### Task details
Go line by line through the records below. Copy whichever lines contain the string "tent".

### Data records

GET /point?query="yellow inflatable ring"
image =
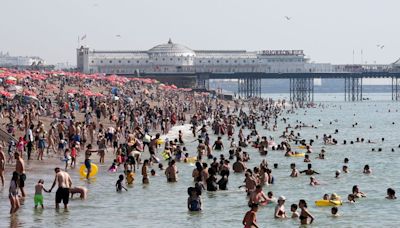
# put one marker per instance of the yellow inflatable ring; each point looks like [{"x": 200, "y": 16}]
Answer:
[
  {"x": 93, "y": 172},
  {"x": 297, "y": 155},
  {"x": 328, "y": 203}
]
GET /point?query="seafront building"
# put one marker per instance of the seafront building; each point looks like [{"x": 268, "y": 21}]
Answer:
[
  {"x": 172, "y": 58},
  {"x": 6, "y": 60}
]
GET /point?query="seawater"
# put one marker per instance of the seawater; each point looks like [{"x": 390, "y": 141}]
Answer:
[{"x": 161, "y": 204}]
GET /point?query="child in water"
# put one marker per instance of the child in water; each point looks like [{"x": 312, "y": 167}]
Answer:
[
  {"x": 293, "y": 209},
  {"x": 119, "y": 184},
  {"x": 113, "y": 168},
  {"x": 350, "y": 198},
  {"x": 313, "y": 181},
  {"x": 38, "y": 198}
]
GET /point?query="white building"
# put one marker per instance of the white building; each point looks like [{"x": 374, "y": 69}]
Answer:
[
  {"x": 177, "y": 58},
  {"x": 10, "y": 61}
]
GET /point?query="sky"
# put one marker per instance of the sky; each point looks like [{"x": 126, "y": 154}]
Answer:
[{"x": 327, "y": 30}]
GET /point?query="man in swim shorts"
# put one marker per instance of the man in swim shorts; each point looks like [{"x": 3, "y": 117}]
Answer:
[
  {"x": 64, "y": 183},
  {"x": 20, "y": 169}
]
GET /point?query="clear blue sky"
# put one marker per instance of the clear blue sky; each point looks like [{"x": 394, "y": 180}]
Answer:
[{"x": 327, "y": 30}]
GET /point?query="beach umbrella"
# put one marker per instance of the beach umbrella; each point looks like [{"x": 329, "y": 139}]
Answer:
[
  {"x": 72, "y": 91},
  {"x": 10, "y": 82},
  {"x": 29, "y": 93},
  {"x": 15, "y": 88},
  {"x": 11, "y": 78}
]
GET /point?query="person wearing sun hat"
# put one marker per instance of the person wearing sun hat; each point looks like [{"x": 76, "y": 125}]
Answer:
[{"x": 280, "y": 208}]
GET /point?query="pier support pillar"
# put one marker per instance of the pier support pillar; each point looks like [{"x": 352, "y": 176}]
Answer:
[
  {"x": 353, "y": 88},
  {"x": 395, "y": 89},
  {"x": 249, "y": 87},
  {"x": 301, "y": 89}
]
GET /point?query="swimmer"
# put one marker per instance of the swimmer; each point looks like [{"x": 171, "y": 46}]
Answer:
[
  {"x": 2, "y": 165},
  {"x": 309, "y": 171},
  {"x": 334, "y": 197},
  {"x": 334, "y": 212},
  {"x": 13, "y": 193},
  {"x": 119, "y": 185},
  {"x": 250, "y": 219},
  {"x": 357, "y": 193},
  {"x": 280, "y": 208},
  {"x": 38, "y": 198},
  {"x": 351, "y": 198},
  {"x": 82, "y": 191},
  {"x": 145, "y": 179},
  {"x": 367, "y": 170},
  {"x": 258, "y": 197},
  {"x": 305, "y": 214},
  {"x": 295, "y": 172},
  {"x": 391, "y": 193},
  {"x": 194, "y": 202},
  {"x": 337, "y": 173},
  {"x": 313, "y": 181}
]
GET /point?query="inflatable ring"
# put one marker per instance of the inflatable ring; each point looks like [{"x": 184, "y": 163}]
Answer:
[
  {"x": 165, "y": 155},
  {"x": 328, "y": 203},
  {"x": 82, "y": 170},
  {"x": 297, "y": 155},
  {"x": 191, "y": 160}
]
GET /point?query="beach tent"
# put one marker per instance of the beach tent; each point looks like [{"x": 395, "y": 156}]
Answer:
[{"x": 5, "y": 93}]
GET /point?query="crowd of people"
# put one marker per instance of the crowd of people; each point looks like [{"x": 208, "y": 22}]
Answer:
[{"x": 74, "y": 116}]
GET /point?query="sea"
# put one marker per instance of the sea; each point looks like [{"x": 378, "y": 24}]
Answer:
[{"x": 162, "y": 204}]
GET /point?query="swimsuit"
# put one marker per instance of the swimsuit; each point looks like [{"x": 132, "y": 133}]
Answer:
[
  {"x": 195, "y": 205},
  {"x": 62, "y": 194},
  {"x": 22, "y": 178},
  {"x": 38, "y": 199}
]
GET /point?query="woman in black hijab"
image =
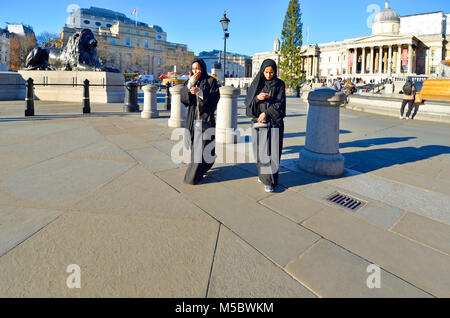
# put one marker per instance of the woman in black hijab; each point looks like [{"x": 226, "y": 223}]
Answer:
[
  {"x": 203, "y": 93},
  {"x": 266, "y": 105}
]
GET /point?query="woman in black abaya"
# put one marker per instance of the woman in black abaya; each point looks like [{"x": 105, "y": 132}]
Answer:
[
  {"x": 204, "y": 90},
  {"x": 266, "y": 105}
]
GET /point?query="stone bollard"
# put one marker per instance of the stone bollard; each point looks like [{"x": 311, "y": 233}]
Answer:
[
  {"x": 168, "y": 100},
  {"x": 29, "y": 99},
  {"x": 389, "y": 88},
  {"x": 86, "y": 101},
  {"x": 131, "y": 97},
  {"x": 321, "y": 153},
  {"x": 150, "y": 102},
  {"x": 227, "y": 115},
  {"x": 178, "y": 111}
]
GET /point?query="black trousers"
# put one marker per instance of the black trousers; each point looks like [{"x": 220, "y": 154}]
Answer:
[{"x": 410, "y": 104}]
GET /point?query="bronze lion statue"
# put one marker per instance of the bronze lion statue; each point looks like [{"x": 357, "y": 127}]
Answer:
[{"x": 80, "y": 54}]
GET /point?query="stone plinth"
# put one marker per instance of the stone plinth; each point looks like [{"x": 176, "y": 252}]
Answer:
[
  {"x": 150, "y": 102},
  {"x": 12, "y": 86},
  {"x": 227, "y": 115},
  {"x": 178, "y": 111},
  {"x": 321, "y": 153},
  {"x": 389, "y": 88},
  {"x": 71, "y": 93}
]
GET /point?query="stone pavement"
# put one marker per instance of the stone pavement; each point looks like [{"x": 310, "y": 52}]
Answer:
[{"x": 102, "y": 192}]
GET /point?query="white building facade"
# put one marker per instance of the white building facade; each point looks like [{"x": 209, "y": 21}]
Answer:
[
  {"x": 4, "y": 50},
  {"x": 237, "y": 65},
  {"x": 399, "y": 46}
]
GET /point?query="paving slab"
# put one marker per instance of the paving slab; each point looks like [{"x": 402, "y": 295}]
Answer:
[
  {"x": 240, "y": 271},
  {"x": 293, "y": 205},
  {"x": 139, "y": 192},
  {"x": 421, "y": 266},
  {"x": 277, "y": 237},
  {"x": 127, "y": 141},
  {"x": 19, "y": 223},
  {"x": 425, "y": 230},
  {"x": 118, "y": 256},
  {"x": 332, "y": 272},
  {"x": 100, "y": 151},
  {"x": 57, "y": 180},
  {"x": 430, "y": 204},
  {"x": 154, "y": 159}
]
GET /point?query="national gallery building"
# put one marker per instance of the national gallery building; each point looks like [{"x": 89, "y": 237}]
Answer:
[{"x": 399, "y": 46}]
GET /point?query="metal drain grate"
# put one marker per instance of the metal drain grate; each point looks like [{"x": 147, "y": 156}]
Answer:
[{"x": 346, "y": 201}]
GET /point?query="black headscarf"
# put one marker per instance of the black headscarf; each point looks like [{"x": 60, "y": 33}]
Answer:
[
  {"x": 260, "y": 81},
  {"x": 202, "y": 67}
]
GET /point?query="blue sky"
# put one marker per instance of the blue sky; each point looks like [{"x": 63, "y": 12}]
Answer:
[{"x": 254, "y": 23}]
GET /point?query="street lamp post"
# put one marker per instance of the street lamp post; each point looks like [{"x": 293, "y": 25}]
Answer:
[{"x": 225, "y": 22}]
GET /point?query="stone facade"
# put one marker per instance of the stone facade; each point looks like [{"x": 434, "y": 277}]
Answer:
[
  {"x": 398, "y": 47},
  {"x": 4, "y": 50},
  {"x": 129, "y": 45},
  {"x": 237, "y": 65}
]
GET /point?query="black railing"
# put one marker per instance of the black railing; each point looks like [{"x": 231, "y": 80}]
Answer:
[{"x": 131, "y": 94}]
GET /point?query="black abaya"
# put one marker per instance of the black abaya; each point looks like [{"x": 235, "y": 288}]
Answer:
[
  {"x": 266, "y": 142},
  {"x": 207, "y": 107}
]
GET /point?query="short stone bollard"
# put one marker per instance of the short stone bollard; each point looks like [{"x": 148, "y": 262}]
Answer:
[
  {"x": 227, "y": 115},
  {"x": 321, "y": 153},
  {"x": 131, "y": 97},
  {"x": 150, "y": 102},
  {"x": 178, "y": 111},
  {"x": 86, "y": 101},
  {"x": 29, "y": 99},
  {"x": 168, "y": 99}
]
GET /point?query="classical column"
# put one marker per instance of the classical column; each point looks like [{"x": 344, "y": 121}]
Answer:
[
  {"x": 380, "y": 60},
  {"x": 348, "y": 70},
  {"x": 178, "y": 111},
  {"x": 371, "y": 60},
  {"x": 150, "y": 102},
  {"x": 227, "y": 115},
  {"x": 399, "y": 60},
  {"x": 390, "y": 60},
  {"x": 410, "y": 61},
  {"x": 363, "y": 64}
]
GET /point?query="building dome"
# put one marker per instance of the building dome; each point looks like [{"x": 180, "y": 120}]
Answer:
[
  {"x": 386, "y": 22},
  {"x": 387, "y": 15}
]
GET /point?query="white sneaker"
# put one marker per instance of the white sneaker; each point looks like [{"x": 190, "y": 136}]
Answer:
[{"x": 269, "y": 189}]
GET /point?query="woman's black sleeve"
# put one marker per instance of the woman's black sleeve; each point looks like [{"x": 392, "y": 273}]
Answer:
[
  {"x": 252, "y": 110},
  {"x": 276, "y": 105},
  {"x": 211, "y": 100},
  {"x": 187, "y": 98}
]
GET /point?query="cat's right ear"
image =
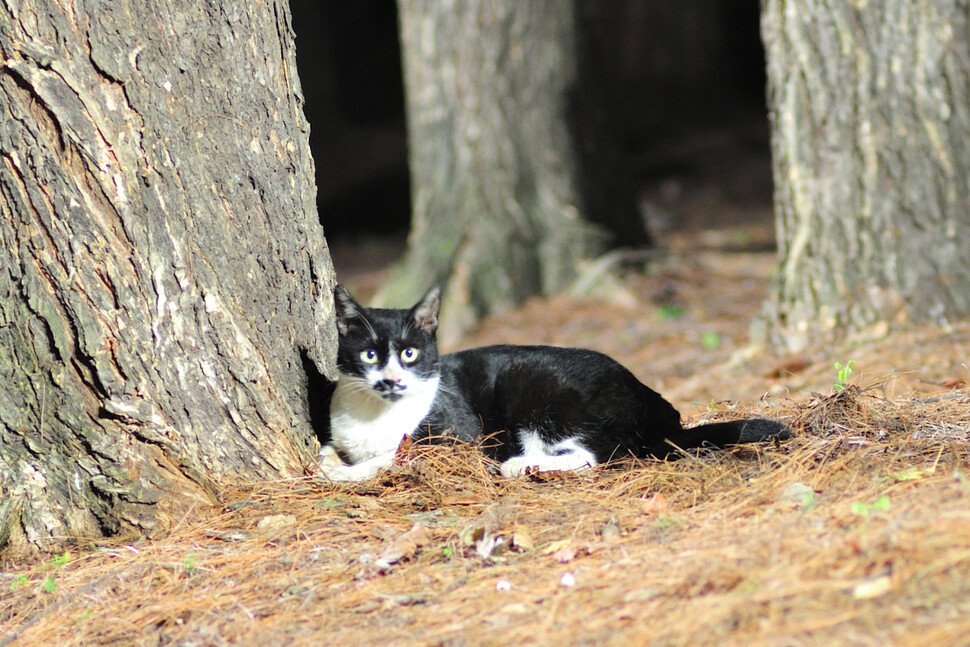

### Written reply
GET /point?query="beach tent"
# put one marker per instance of the beach tent; each point looks like [{"x": 395, "y": 156}]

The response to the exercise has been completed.